**CONSEGNA A:**
Indica se ciascuna delle seguenti affermazioni concorda con l'articolo sul processo a Jakub Żulczyk, rispondendo sì o no e citando testualmente le parole decisive: (i) il verdetto ha condannato Żulczyk; (ii) il termine debil deriva dal latino debilis attraverso il tedesco; (iii) Żulczyk ha rivolto il termine al presidente su Twitter.
**CONSEGNA B:**
Ricopia fedelmente il passo dell'articolo sul processo a Jakub Żulczyk che comincia con "Le ragioni di" e prosegue fino a "allo stesso tavolo.".

**TESTO DI LETTURA:**
In Polonia la filologia batte il potere

di

27 Gennaio 2022

Lo scrittore e giornalista Jakub Żulczyk vince il primo confronto in tribunale per aver dato del deficiente al presidente della Repubblica Andrzej Duda

Si è appena concluso in Polonia il primo atto di uno dei processi seguiti con maggiore interesse dalla stampa locale, e non soltanto, degli ultimi anni. Il verdetto ha prosciolto da ogni accusa lo scrittore e giornalista Jakub Żulczyk, citato in giudizio per aver apostrofato con il termine debil (deficiente, idiota, proveniente dal latino debilis per il tramite del tedesco) il presidente della Repubblica Andrzej Duda su Facebook.

Le ragioni di tanta attenzione, che hanno portato persino la BBC e The Guardian a occuparsi più volte dell’iter processuale, vanno ricercate su più fronti: c’è anzitutto una motivazione politica, laddove lo scontro incarna la contrapposizione tra governo e opposizione, ma c’è anche la riproposizione della storica diatriba tra potere e cultura, che raramente amano sedersi allo stesso tavolo.

[Record del dataset]
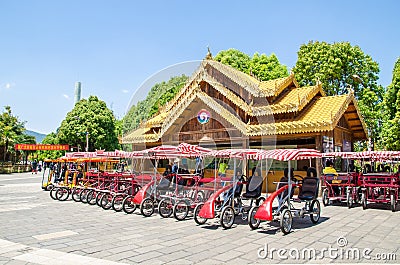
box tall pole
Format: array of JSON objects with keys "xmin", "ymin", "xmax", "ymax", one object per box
[{"xmin": 86, "ymin": 129, "xmax": 89, "ymax": 152}]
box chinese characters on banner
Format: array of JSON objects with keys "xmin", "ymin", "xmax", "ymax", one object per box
[{"xmin": 15, "ymin": 144, "xmax": 69, "ymax": 151}]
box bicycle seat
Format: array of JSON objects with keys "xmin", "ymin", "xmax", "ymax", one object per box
[
  {"xmin": 242, "ymin": 176, "xmax": 263, "ymax": 198},
  {"xmin": 298, "ymin": 177, "xmax": 319, "ymax": 201}
]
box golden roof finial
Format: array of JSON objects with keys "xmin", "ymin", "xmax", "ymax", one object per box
[{"xmin": 206, "ymin": 45, "xmax": 212, "ymax": 60}]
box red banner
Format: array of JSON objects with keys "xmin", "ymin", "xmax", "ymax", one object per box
[{"xmin": 15, "ymin": 144, "xmax": 69, "ymax": 151}]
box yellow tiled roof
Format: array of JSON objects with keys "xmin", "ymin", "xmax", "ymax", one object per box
[
  {"xmin": 121, "ymin": 127, "xmax": 158, "ymax": 144},
  {"xmin": 247, "ymin": 93, "xmax": 354, "ymax": 136},
  {"xmin": 205, "ymin": 60, "xmax": 298, "ymax": 97},
  {"xmin": 145, "ymin": 111, "xmax": 168, "ymax": 128}
]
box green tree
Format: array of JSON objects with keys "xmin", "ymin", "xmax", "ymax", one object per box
[
  {"xmin": 123, "ymin": 75, "xmax": 188, "ymax": 133},
  {"xmin": 214, "ymin": 49, "xmax": 251, "ymax": 73},
  {"xmin": 249, "ymin": 53, "xmax": 288, "ymax": 81},
  {"xmin": 0, "ymin": 106, "xmax": 25, "ymax": 161},
  {"xmin": 57, "ymin": 96, "xmax": 119, "ymax": 151},
  {"xmin": 382, "ymin": 57, "xmax": 400, "ymax": 150},
  {"xmin": 293, "ymin": 41, "xmax": 382, "ymax": 98},
  {"xmin": 214, "ymin": 49, "xmax": 288, "ymax": 81},
  {"xmin": 293, "ymin": 41, "xmax": 384, "ymax": 149}
]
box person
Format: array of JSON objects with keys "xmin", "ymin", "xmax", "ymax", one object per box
[
  {"xmin": 163, "ymin": 164, "xmax": 172, "ymax": 177},
  {"xmin": 322, "ymin": 160, "xmax": 342, "ymax": 195},
  {"xmin": 172, "ymin": 158, "xmax": 179, "ymax": 173},
  {"xmin": 218, "ymin": 160, "xmax": 228, "ymax": 178},
  {"xmin": 32, "ymin": 159, "xmax": 37, "ymax": 174},
  {"xmin": 322, "ymin": 160, "xmax": 337, "ymax": 176}
]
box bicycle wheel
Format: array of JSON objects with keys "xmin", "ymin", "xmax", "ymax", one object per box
[
  {"xmin": 173, "ymin": 200, "xmax": 189, "ymax": 221},
  {"xmin": 56, "ymin": 187, "xmax": 69, "ymax": 201},
  {"xmin": 140, "ymin": 198, "xmax": 154, "ymax": 217},
  {"xmin": 79, "ymin": 189, "xmax": 90, "ymax": 203},
  {"xmin": 71, "ymin": 188, "xmax": 82, "ymax": 202},
  {"xmin": 220, "ymin": 206, "xmax": 235, "ymax": 229},
  {"xmin": 93, "ymin": 191, "xmax": 105, "ymax": 207},
  {"xmin": 247, "ymin": 206, "xmax": 261, "ymax": 230},
  {"xmin": 280, "ymin": 209, "xmax": 293, "ymax": 235},
  {"xmin": 158, "ymin": 198, "xmax": 174, "ymax": 218},
  {"xmin": 100, "ymin": 193, "xmax": 113, "ymax": 210},
  {"xmin": 50, "ymin": 186, "xmax": 59, "ymax": 200},
  {"xmin": 310, "ymin": 200, "xmax": 321, "ymax": 224},
  {"xmin": 193, "ymin": 203, "xmax": 207, "ymax": 225},
  {"xmin": 122, "ymin": 196, "xmax": 136, "ymax": 214},
  {"xmin": 111, "ymin": 194, "xmax": 124, "ymax": 212}
]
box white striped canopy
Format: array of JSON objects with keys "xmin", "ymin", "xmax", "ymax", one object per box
[
  {"xmin": 177, "ymin": 143, "xmax": 212, "ymax": 157},
  {"xmin": 209, "ymin": 149, "xmax": 261, "ymax": 159},
  {"xmin": 322, "ymin": 152, "xmax": 358, "ymax": 158},
  {"xmin": 323, "ymin": 151, "xmax": 400, "ymax": 161},
  {"xmin": 256, "ymin": 148, "xmax": 322, "ymax": 161}
]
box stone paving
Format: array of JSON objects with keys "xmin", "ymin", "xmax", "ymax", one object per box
[{"xmin": 0, "ymin": 173, "xmax": 400, "ymax": 264}]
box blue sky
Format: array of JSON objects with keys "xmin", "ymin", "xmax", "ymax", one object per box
[{"xmin": 0, "ymin": 0, "xmax": 400, "ymax": 133}]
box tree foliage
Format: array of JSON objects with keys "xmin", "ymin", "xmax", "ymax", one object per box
[
  {"xmin": 382, "ymin": 58, "xmax": 400, "ymax": 150},
  {"xmin": 293, "ymin": 41, "xmax": 384, "ymax": 148},
  {"xmin": 293, "ymin": 41, "xmax": 382, "ymax": 97},
  {"xmin": 214, "ymin": 49, "xmax": 288, "ymax": 81},
  {"xmin": 123, "ymin": 75, "xmax": 188, "ymax": 133},
  {"xmin": 57, "ymin": 96, "xmax": 119, "ymax": 151}
]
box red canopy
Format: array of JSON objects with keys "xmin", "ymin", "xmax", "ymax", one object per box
[
  {"xmin": 177, "ymin": 143, "xmax": 212, "ymax": 157},
  {"xmin": 209, "ymin": 149, "xmax": 261, "ymax": 159},
  {"xmin": 256, "ymin": 149, "xmax": 322, "ymax": 161}
]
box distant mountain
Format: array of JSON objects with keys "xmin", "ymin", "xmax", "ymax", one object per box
[{"xmin": 25, "ymin": 130, "xmax": 46, "ymax": 144}]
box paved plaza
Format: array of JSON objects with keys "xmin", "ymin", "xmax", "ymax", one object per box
[{"xmin": 0, "ymin": 170, "xmax": 400, "ymax": 265}]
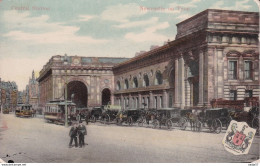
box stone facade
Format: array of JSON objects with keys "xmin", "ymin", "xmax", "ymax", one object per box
[
  {"xmin": 26, "ymin": 71, "xmax": 39, "ymax": 109},
  {"xmin": 37, "ymin": 9, "xmax": 259, "ymax": 109},
  {"xmin": 113, "ymin": 9, "xmax": 259, "ymax": 109},
  {"xmin": 37, "ymin": 55, "xmax": 127, "ymax": 107},
  {"xmin": 0, "ymin": 81, "xmax": 18, "ymax": 111}
]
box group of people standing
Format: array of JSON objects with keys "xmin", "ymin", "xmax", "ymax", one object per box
[{"xmin": 69, "ymin": 121, "xmax": 88, "ymax": 148}]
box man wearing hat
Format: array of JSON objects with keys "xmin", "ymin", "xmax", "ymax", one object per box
[
  {"xmin": 69, "ymin": 123, "xmax": 78, "ymax": 148},
  {"xmin": 78, "ymin": 121, "xmax": 87, "ymax": 148}
]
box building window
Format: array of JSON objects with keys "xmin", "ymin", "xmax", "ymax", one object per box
[
  {"xmin": 155, "ymin": 71, "xmax": 163, "ymax": 85},
  {"xmin": 244, "ymin": 61, "xmax": 253, "ymax": 79},
  {"xmin": 143, "ymin": 74, "xmax": 149, "ymax": 87},
  {"xmin": 116, "ymin": 81, "xmax": 121, "ymax": 90},
  {"xmin": 125, "ymin": 79, "xmax": 129, "ymax": 89},
  {"xmin": 245, "ymin": 90, "xmax": 253, "ymax": 97},
  {"xmin": 146, "ymin": 97, "xmax": 150, "ymax": 108},
  {"xmin": 228, "ymin": 61, "xmax": 237, "ymax": 80},
  {"xmin": 229, "ymin": 90, "xmax": 237, "ymax": 100},
  {"xmin": 133, "ymin": 77, "xmax": 138, "ymax": 88}
]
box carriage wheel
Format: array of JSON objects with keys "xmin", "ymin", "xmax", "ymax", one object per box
[
  {"xmin": 225, "ymin": 116, "xmax": 232, "ymax": 130},
  {"xmin": 127, "ymin": 117, "xmax": 133, "ymax": 126},
  {"xmin": 212, "ymin": 119, "xmax": 222, "ymax": 134},
  {"xmin": 138, "ymin": 118, "xmax": 144, "ymax": 127},
  {"xmin": 166, "ymin": 120, "xmax": 172, "ymax": 129},
  {"xmin": 252, "ymin": 116, "xmax": 259, "ymax": 135},
  {"xmin": 152, "ymin": 119, "xmax": 159, "ymax": 129},
  {"xmin": 195, "ymin": 120, "xmax": 202, "ymax": 132},
  {"xmin": 105, "ymin": 115, "xmax": 110, "ymax": 124},
  {"xmin": 178, "ymin": 118, "xmax": 187, "ymax": 130}
]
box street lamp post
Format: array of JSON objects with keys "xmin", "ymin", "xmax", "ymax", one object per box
[{"xmin": 64, "ymin": 54, "xmax": 68, "ymax": 127}]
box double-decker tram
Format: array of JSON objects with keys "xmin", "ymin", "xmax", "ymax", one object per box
[{"xmin": 44, "ymin": 101, "xmax": 76, "ymax": 124}]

**RISPOSTA SCRITTA A:**
(i) No: "Il verdetto ha prosciolto da ogni accusa lo scrittore e giornalista Jakub Żulczyk".
(ii) Sì: "proveniente dal latino debilis per il tramite del tedesco".
(iii) No: "il presidente della Repubblica Andrzej Duda su Facebook".

**RISPOSTA SCRITTA B:**
Le ragioni di tanta attenzione, che hanno portato persino la BBC e The Guardian a occuparsi più volte dell’iter processuale, vanno ricercate su più fronti: c’è anzitutto una motivazione politica, laddove lo scontro incarna la contrapposizione tra governo e opposizione, ma c’è anche la riproposizione della storica diatriba tra potere e cultura, che raramente amano sedersi allo stesso tavolo.